— Start Records supplied —

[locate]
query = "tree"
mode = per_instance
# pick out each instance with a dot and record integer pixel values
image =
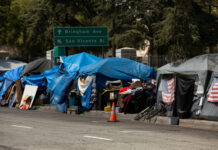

— End Records supplied —

Please rewrite all of the material above with "tree" swapped for "bush" and nothing else changed, leaving the pictures out.

**Answer for the task:**
[locate]
query = "bush"
mode = per_instance
# pick out each instance with a dot and record integer pixel values
image =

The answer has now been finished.